*Aim of the task*
Lines with "then": pull these out of the listing below.

*Data for this task*
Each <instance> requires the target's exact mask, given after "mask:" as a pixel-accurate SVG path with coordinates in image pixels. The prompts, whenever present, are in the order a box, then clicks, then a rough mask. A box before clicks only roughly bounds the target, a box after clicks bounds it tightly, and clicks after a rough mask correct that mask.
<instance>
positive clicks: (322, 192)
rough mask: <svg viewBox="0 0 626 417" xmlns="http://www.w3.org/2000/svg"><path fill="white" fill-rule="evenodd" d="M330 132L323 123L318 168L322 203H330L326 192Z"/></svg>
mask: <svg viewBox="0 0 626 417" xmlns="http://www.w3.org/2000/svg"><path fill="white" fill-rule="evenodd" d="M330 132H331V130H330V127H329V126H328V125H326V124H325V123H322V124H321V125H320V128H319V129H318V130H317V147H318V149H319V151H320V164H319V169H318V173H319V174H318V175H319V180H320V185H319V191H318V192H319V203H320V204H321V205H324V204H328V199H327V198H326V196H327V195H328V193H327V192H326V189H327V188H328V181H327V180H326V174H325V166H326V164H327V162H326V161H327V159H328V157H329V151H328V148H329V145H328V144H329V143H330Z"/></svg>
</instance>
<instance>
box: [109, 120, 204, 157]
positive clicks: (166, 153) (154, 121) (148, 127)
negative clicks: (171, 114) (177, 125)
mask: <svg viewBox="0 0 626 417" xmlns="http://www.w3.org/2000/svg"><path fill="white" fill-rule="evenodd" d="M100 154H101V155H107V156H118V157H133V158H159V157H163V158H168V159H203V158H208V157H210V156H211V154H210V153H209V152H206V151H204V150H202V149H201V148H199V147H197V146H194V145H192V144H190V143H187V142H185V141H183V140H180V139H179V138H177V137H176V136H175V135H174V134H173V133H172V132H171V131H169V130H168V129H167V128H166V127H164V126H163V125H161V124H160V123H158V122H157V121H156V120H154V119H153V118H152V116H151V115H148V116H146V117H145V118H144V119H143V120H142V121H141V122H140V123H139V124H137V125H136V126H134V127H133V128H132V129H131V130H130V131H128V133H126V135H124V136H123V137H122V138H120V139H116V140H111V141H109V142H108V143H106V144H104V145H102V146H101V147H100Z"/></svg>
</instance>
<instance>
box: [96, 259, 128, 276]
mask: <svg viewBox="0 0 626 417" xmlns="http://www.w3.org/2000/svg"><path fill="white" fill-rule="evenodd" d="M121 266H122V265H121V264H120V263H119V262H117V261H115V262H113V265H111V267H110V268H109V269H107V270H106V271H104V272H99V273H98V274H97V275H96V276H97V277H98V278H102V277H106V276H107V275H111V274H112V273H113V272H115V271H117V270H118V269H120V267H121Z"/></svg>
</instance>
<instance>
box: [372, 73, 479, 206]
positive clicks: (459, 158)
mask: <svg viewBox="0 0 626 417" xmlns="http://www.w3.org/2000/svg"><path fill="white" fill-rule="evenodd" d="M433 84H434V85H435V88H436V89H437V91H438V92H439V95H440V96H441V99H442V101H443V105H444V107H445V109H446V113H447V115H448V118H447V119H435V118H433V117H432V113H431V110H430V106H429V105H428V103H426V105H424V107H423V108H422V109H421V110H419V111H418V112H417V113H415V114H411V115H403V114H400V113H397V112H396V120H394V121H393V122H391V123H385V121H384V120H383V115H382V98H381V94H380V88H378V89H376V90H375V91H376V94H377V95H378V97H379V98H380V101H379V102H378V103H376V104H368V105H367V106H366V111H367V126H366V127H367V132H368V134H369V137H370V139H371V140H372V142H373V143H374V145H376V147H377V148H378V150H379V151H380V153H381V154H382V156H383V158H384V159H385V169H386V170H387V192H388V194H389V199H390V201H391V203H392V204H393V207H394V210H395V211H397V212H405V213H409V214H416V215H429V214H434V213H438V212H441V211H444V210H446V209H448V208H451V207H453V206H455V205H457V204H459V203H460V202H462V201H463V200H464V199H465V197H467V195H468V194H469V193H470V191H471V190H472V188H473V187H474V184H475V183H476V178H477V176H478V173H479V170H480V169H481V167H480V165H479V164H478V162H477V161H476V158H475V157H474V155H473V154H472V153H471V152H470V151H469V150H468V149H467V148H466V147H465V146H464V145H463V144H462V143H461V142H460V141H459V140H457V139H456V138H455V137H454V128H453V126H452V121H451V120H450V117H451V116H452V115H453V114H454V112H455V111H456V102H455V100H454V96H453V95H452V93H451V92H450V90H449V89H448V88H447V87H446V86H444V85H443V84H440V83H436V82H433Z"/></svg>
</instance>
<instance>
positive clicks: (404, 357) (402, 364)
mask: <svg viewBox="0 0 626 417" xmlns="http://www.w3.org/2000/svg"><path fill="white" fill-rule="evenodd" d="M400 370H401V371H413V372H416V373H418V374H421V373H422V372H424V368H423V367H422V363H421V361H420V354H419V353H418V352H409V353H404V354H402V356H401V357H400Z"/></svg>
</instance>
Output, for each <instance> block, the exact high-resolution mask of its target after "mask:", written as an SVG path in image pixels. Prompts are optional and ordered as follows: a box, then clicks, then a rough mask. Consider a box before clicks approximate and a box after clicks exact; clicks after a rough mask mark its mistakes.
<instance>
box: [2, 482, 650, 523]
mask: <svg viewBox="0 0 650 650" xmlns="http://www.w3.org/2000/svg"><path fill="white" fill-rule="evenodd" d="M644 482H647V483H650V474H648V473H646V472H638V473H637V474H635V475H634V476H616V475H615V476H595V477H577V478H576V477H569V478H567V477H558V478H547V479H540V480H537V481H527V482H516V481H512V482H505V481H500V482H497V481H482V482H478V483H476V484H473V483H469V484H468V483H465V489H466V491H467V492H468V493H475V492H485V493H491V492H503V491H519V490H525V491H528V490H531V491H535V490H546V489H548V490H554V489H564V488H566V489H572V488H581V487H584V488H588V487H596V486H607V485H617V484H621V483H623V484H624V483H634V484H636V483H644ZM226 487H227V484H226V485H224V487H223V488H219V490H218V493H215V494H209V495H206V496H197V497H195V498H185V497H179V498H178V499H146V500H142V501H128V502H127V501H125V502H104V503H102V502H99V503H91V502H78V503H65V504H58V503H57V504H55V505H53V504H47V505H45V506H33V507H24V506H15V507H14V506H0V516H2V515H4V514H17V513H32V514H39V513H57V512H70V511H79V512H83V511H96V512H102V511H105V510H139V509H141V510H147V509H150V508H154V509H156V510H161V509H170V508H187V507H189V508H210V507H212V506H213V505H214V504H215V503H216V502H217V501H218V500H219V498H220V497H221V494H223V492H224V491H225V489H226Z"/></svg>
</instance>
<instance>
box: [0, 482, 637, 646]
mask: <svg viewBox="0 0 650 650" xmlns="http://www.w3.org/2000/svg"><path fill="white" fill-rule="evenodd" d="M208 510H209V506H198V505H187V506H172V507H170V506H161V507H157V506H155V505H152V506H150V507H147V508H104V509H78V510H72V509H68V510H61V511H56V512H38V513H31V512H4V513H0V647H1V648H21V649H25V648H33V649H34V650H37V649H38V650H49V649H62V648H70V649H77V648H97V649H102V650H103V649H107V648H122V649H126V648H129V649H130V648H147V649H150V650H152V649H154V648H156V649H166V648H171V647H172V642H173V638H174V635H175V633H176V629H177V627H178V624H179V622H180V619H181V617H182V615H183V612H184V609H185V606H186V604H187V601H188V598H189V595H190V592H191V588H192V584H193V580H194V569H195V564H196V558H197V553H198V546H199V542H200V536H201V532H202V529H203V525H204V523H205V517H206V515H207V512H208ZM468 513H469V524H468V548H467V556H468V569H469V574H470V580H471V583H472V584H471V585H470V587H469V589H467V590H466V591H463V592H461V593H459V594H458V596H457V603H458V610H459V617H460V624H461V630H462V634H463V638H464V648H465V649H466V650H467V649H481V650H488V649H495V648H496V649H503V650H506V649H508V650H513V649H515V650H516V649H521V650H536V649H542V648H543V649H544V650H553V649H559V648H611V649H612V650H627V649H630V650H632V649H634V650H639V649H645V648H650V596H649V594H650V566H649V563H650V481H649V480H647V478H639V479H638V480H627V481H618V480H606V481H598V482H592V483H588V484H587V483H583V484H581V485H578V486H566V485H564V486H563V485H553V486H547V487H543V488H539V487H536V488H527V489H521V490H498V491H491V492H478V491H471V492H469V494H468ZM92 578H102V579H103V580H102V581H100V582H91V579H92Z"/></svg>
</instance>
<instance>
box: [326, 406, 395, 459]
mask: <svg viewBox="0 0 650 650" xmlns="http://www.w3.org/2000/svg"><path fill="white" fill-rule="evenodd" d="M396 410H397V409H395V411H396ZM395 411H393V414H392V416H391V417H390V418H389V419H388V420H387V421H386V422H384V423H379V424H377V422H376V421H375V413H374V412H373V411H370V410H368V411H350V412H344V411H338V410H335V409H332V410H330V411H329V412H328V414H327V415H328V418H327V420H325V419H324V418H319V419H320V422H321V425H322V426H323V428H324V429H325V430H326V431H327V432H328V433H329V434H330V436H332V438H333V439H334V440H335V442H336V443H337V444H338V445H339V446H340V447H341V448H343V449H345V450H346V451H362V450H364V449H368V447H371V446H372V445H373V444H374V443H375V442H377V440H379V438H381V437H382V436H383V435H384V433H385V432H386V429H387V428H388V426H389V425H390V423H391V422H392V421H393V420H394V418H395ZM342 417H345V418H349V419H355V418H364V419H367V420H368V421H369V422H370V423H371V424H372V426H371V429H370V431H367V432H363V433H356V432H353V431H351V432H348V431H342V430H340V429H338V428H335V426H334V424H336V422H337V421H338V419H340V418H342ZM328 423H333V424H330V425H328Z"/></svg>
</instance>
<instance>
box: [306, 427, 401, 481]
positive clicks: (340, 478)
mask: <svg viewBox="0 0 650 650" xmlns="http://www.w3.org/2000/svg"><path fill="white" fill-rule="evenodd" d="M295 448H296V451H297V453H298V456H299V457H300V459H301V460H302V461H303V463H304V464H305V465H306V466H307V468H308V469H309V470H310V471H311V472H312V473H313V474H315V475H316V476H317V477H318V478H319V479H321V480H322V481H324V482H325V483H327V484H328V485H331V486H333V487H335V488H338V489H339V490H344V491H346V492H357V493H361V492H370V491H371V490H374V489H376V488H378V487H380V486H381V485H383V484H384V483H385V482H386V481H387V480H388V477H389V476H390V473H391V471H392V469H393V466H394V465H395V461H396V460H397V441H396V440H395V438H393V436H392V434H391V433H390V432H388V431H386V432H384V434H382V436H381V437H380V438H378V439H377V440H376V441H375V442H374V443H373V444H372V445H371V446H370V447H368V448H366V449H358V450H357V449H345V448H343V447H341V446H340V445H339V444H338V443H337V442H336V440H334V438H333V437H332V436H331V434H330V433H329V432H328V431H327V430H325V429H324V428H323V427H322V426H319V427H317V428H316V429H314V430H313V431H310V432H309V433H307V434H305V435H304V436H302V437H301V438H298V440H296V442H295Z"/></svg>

*Response to the exercise*
Each <instance> requires the target's exact mask, given after "mask:" as a pixel-accurate SVG path with coordinates in image pixels. The prompts, whenever present, are in the order a box, then clicks, then a rough mask. A box before clicks only roughly bounds the target, a box after clicks bounds it tightly, and clicks after a rough mask correct that mask.
Output, for each <instance> block, the exact high-resolution mask of its target after "mask:", written as an SVG path in image pixels. Prompts are optional and ordered as follows: a box, then clicks, then a rough mask. Consider a box before clicks approximate and a box after clicks exact; clicks after a rough mask mark its mistakes.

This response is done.